- Schriftliche Aufgabe:
Schreibe aus dem Quelldokument den Abschnitt von „In schlechter Erinnerung“ bis einschließlich „ganz neuen Nährboden.“ erneut ab und ersetze darin „Investoren“ durch „Geldgeber“.

- Quelldokument:
In schlechter Erinnerung ist noch das amerikanische Biotech-Start-up Theranos, das mithilfe irreführender Bild- und Tonaufnahmen seine Investoren hinters Licht führte. Auch wenn die US-Börsenaufsicht SEC den Schwindel später aufdeckte, eine Kultur des „fake it until you make it“ bekommt durch die Manipulationsmöglichkeiten der neuen Technologien einen ganz neuen Nährboden.

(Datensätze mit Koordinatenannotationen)
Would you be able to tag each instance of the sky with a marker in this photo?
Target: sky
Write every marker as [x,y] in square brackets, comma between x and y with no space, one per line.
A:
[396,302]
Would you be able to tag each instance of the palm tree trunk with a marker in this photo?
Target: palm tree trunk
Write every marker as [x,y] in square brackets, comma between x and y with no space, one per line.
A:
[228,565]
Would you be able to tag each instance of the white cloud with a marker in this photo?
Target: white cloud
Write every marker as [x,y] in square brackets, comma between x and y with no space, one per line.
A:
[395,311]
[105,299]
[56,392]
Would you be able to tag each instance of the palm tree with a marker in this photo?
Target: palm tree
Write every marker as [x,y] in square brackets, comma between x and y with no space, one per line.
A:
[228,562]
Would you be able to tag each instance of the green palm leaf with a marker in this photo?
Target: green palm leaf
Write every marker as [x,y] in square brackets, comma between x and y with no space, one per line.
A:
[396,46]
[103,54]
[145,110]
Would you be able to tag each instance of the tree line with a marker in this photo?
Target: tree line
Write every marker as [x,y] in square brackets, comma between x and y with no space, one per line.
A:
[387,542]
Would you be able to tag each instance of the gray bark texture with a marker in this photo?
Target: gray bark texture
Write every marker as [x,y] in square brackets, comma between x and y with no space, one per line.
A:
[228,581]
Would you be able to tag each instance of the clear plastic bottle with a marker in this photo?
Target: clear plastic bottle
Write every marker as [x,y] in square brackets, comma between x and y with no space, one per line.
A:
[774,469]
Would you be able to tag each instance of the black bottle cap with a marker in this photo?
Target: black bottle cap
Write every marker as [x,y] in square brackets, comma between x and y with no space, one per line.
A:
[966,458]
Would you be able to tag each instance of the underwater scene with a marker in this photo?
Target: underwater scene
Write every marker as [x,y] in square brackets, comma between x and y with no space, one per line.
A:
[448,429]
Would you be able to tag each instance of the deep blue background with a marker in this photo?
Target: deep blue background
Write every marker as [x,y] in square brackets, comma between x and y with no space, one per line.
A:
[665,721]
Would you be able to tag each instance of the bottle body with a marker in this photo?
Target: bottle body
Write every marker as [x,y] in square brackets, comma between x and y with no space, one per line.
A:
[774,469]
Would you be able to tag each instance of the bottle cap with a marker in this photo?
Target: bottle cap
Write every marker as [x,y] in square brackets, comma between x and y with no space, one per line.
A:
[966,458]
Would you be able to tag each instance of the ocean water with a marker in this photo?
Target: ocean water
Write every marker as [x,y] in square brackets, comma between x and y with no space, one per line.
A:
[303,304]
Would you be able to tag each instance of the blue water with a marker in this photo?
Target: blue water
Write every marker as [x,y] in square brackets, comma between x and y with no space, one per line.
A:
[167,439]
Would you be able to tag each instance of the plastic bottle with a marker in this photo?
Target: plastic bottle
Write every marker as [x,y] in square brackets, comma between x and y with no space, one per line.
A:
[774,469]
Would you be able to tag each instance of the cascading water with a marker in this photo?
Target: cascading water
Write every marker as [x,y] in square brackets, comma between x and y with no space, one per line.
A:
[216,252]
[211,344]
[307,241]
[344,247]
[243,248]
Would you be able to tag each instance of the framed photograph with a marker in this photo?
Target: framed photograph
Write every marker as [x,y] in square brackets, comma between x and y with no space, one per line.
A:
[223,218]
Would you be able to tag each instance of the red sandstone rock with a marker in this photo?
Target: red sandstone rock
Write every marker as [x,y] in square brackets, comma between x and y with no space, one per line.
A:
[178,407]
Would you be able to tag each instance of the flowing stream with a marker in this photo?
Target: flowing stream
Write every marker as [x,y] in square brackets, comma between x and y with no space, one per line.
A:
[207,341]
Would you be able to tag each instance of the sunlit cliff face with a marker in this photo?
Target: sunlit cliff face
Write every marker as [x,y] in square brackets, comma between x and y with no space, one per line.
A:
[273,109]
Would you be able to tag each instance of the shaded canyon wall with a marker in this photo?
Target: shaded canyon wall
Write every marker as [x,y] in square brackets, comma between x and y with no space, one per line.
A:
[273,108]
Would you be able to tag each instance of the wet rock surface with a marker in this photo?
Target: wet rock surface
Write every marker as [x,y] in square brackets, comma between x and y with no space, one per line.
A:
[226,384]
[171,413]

- Schriftliche Lösung:
In schlechter Erinnerung ist noch das amerikanische Biotech-Start-up Theranos, das mithilfe irreführender Bild- und Tonaufnahmen seine Geldgeber hinters Licht führte. Auch wenn die US-Börsenaufsicht SEC den Schwindel später aufdeckte, eine Kultur des „fake it until you make it“ bekommt durch die Manipulationsmöglichkeiten der neuen Technologien einen ganz neuen Nährboden.